[Recorded data]

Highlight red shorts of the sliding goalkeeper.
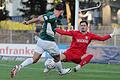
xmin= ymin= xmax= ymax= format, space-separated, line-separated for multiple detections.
xmin=64 ymin=49 xmax=83 ymax=64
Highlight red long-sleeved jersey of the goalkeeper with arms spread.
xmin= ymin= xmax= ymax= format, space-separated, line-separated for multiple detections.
xmin=56 ymin=28 xmax=111 ymax=54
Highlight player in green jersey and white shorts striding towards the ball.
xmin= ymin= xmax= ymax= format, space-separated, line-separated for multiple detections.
xmin=11 ymin=4 xmax=71 ymax=78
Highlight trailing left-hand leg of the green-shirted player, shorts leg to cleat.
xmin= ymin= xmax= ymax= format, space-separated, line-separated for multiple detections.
xmin=10 ymin=40 xmax=44 ymax=78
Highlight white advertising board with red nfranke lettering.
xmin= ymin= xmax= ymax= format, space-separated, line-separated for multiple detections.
xmin=0 ymin=44 xmax=35 ymax=57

ACTION ITEM: Please reproduce each entry above word for word and keep the pictures out of the copy.

EXERCISE OUTPUT:
Highlight red shorts of the sliding goalkeeper.
xmin= ymin= xmax= ymax= format, space-separated, line-separated for multiple detections.
xmin=64 ymin=49 xmax=83 ymax=64
Highlight red long-sleeved jersey of the goalkeeper with arms spread.
xmin= ymin= xmax= ymax= format, space-separated, line-separated for multiple detections.
xmin=56 ymin=28 xmax=111 ymax=54
Highlight player in green jersey and white shorts striding towards the ball.
xmin= ymin= xmax= ymax= format, space-separated, line-separated for multiple detections.
xmin=11 ymin=4 xmax=71 ymax=78
Highlight trailing left-hand leg of the green-shirted player, shorts leg to cleat.
xmin= ymin= xmax= ymax= format, space-separated, line-separated for multiple detections.
xmin=10 ymin=40 xmax=44 ymax=78
Highlight white advertising board with red nfranke lettering.
xmin= ymin= xmax= ymax= format, space-separated, line-separated for multiple detections.
xmin=0 ymin=44 xmax=35 ymax=57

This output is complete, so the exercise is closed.